Collected data entries:
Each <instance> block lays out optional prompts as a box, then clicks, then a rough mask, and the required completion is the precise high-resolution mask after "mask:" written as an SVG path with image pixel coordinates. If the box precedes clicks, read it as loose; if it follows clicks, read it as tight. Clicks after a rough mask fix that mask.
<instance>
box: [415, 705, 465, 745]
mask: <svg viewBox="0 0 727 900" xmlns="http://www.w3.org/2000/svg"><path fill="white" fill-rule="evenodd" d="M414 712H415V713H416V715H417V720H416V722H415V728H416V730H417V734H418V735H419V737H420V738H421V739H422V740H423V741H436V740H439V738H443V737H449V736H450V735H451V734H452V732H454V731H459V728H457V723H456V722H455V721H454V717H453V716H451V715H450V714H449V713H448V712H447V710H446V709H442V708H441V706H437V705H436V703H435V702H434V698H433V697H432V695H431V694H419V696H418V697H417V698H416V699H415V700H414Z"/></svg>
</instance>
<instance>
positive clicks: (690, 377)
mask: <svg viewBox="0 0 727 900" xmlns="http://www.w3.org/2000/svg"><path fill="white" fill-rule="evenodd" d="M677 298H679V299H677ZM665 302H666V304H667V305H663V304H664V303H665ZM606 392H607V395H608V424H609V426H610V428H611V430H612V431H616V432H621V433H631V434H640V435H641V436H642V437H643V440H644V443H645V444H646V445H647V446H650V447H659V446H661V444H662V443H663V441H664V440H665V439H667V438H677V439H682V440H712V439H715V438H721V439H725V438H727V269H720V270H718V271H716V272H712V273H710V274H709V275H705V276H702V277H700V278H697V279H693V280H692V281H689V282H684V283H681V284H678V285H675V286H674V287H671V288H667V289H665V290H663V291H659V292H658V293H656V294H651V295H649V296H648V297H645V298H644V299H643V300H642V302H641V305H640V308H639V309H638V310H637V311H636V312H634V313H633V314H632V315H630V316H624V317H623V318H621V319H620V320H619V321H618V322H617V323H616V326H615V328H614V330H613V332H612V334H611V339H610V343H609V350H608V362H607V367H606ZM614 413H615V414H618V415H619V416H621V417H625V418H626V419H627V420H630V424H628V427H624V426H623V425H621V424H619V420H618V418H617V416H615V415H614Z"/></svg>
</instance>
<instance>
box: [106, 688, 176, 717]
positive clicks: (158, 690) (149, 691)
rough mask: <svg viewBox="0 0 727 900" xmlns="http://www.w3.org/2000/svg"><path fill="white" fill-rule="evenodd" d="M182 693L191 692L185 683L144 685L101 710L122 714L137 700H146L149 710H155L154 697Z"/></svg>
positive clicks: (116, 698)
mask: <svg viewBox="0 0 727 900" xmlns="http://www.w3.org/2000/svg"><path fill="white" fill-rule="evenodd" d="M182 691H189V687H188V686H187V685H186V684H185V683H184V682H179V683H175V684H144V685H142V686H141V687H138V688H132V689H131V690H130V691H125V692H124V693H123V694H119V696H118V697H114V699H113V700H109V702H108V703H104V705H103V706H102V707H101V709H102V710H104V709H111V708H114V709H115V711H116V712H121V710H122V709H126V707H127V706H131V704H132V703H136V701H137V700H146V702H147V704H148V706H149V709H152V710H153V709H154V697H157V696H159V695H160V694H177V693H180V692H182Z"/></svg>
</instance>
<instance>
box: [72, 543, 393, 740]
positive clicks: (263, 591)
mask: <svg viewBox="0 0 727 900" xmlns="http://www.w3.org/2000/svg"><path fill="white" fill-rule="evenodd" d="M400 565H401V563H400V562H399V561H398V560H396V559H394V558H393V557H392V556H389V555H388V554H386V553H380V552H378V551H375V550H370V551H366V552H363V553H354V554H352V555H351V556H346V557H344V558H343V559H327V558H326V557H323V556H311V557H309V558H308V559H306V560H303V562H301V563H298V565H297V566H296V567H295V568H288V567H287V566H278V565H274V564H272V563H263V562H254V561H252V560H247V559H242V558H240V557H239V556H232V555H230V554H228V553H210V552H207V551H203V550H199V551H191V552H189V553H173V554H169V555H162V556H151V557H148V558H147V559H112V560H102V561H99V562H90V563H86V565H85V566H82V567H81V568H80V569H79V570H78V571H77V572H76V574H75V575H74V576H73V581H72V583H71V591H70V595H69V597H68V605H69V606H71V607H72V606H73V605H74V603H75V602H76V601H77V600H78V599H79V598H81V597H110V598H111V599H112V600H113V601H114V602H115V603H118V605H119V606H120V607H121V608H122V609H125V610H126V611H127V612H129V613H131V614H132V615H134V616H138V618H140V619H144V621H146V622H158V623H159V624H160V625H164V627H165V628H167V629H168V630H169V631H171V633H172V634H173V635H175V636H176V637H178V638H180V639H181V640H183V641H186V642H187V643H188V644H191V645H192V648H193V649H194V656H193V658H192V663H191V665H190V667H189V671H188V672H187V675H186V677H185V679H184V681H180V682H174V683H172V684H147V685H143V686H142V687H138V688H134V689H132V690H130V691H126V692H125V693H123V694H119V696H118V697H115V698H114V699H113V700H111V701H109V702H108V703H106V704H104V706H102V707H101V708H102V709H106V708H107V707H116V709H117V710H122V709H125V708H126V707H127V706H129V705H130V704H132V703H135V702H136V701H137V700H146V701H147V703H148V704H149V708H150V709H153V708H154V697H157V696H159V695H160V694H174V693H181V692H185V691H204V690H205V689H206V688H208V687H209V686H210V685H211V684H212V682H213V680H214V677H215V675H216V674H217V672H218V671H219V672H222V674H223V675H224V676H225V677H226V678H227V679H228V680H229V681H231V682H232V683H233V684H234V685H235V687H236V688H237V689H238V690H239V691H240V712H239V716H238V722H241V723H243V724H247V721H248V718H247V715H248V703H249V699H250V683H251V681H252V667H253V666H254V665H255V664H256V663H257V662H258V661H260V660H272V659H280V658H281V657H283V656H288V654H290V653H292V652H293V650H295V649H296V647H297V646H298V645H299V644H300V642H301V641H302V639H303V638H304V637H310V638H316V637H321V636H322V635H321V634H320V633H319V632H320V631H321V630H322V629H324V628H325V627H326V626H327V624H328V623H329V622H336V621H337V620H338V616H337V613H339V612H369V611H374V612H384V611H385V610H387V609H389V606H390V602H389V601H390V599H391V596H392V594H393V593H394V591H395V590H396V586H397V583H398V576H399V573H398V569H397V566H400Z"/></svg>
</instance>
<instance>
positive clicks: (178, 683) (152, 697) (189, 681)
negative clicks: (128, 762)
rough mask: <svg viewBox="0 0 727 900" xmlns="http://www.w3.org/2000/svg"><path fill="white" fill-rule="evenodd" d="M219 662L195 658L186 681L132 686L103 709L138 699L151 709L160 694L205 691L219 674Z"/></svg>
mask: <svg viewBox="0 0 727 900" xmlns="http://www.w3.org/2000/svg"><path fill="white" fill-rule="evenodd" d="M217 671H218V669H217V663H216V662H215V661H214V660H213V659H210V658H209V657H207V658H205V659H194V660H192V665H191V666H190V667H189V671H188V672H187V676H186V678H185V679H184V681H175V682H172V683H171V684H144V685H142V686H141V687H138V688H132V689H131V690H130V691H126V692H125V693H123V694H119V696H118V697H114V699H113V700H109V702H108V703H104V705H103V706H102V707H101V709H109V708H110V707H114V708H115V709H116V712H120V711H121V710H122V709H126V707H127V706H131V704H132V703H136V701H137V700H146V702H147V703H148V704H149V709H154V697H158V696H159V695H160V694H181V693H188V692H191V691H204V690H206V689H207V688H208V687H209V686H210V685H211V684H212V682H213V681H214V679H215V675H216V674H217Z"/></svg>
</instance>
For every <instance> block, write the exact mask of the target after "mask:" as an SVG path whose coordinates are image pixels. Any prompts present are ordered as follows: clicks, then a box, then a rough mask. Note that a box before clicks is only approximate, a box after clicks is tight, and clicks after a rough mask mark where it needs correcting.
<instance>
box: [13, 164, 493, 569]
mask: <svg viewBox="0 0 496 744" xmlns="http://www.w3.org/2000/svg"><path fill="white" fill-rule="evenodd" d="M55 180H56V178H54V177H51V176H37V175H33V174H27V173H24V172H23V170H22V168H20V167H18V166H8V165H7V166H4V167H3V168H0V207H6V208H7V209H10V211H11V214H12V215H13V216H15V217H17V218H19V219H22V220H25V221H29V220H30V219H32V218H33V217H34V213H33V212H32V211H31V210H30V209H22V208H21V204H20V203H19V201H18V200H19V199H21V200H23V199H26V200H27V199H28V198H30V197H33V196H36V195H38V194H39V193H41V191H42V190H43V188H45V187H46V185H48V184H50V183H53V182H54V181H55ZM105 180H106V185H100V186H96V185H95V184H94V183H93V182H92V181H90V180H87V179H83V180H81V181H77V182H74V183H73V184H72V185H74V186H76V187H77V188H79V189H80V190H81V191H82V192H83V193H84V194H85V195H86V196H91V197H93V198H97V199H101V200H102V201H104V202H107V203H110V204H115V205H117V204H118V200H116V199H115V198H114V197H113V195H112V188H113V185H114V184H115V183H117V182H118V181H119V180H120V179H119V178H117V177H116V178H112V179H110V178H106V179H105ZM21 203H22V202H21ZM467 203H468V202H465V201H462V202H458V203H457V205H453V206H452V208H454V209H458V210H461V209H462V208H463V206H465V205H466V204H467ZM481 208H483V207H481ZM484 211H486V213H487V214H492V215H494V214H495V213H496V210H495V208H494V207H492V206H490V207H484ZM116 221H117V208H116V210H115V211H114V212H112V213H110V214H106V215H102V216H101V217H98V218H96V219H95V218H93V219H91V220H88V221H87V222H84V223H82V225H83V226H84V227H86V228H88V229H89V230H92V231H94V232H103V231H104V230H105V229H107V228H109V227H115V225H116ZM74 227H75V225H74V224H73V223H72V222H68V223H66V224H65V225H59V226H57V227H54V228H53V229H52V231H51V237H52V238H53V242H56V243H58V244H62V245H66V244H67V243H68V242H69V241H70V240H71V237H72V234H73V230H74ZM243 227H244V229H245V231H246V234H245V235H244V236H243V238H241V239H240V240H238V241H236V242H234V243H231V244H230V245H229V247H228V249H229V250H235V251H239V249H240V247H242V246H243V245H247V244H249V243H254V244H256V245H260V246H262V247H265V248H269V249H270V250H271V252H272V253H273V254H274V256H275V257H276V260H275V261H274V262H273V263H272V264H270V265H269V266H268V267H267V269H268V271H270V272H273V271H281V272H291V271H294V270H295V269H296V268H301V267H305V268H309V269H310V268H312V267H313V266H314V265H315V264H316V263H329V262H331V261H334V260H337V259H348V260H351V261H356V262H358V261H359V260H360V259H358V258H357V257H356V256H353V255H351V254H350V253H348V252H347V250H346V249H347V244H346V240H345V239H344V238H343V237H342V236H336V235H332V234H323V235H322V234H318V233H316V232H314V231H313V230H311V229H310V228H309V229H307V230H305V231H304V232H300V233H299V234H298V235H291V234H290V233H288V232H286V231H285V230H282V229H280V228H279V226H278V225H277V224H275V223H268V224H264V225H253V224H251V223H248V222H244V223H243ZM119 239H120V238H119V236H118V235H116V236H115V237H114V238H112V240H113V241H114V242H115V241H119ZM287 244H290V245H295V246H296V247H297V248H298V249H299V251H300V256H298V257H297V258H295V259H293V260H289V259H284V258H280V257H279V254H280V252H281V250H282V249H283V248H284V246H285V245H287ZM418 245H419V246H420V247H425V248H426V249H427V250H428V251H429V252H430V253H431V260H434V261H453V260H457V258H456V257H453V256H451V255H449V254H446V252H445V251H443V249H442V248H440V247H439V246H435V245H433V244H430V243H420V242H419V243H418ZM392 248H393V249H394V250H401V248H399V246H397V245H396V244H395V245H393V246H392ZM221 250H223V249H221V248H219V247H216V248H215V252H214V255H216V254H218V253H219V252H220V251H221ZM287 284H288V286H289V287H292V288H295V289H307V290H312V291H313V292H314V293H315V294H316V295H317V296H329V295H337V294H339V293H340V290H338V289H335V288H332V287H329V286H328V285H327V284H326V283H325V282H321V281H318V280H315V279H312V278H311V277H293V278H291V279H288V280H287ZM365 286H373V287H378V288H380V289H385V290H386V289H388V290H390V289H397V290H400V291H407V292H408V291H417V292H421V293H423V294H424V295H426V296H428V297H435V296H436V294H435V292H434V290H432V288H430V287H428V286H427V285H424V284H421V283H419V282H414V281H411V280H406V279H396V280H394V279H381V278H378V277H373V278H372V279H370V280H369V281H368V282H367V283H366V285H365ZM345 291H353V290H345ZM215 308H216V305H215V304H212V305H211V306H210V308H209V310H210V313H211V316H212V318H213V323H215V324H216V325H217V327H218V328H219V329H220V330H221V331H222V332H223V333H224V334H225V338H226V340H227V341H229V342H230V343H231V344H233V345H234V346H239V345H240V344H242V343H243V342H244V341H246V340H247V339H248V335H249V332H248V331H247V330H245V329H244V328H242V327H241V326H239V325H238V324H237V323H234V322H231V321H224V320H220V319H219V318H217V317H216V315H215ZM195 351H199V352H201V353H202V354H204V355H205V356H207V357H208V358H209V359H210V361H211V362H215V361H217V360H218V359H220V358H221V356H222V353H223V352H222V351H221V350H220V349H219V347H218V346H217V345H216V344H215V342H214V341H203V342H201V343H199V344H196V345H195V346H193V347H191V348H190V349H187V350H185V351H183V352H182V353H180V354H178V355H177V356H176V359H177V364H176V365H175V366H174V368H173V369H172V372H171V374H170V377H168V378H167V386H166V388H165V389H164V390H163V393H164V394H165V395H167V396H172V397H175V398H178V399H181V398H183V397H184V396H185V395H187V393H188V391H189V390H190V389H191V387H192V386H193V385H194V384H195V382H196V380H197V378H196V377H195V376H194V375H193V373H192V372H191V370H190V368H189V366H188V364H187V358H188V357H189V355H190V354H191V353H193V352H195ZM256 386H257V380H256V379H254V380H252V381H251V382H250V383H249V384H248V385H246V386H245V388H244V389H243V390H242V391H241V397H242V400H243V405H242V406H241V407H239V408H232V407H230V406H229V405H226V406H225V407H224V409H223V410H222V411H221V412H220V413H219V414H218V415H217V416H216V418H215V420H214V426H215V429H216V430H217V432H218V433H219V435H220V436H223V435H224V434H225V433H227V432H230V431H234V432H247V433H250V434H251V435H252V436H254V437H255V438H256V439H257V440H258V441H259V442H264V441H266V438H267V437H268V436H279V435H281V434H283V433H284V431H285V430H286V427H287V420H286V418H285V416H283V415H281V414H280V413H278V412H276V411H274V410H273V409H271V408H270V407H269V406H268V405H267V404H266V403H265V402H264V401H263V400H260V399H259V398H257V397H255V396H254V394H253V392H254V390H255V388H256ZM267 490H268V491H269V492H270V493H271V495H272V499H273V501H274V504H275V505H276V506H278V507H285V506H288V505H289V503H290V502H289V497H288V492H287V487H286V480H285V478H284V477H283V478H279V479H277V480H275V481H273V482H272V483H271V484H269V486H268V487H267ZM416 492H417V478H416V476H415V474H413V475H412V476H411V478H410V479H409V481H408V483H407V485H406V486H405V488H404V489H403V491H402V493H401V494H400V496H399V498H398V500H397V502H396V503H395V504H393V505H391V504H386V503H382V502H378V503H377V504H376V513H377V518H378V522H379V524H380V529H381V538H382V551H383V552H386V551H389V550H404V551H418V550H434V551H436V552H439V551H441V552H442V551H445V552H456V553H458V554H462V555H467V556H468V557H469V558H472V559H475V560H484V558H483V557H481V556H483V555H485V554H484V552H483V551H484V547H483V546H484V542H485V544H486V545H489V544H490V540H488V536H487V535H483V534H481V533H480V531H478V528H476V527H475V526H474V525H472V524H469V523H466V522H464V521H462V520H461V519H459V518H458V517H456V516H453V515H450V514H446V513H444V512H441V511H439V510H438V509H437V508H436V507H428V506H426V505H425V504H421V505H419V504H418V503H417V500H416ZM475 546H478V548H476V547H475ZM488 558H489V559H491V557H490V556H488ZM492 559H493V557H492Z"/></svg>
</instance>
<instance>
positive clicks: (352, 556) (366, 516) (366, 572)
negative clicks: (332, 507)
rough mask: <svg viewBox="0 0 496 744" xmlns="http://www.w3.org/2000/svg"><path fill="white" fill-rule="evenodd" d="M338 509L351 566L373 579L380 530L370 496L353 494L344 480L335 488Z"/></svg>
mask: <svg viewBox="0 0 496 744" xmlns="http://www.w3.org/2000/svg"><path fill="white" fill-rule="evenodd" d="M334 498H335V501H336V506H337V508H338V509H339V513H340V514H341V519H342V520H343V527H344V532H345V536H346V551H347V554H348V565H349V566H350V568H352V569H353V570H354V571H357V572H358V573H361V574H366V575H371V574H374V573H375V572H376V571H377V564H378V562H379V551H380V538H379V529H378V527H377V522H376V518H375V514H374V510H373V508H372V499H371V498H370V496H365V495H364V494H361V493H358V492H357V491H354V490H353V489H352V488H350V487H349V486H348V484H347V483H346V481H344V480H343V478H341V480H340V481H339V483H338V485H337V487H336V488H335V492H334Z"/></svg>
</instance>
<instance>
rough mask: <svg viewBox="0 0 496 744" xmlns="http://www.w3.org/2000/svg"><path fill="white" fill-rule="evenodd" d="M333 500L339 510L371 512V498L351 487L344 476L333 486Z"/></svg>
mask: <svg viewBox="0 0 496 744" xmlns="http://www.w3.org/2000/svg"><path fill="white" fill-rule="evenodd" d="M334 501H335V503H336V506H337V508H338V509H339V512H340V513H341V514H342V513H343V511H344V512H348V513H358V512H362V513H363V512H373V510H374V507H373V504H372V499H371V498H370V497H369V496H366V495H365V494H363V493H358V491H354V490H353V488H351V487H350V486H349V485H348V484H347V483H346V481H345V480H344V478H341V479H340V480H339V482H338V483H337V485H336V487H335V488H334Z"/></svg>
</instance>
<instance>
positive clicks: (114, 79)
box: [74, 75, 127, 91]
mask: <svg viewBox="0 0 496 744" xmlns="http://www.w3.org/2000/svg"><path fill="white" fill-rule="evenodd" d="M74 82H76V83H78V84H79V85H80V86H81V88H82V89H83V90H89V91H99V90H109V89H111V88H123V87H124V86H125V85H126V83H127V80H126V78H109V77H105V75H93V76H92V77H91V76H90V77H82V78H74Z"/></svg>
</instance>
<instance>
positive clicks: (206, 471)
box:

* Your instructions
Using the data above, report how many lines include the string "tight" and add nothing to the number.

* Answer
2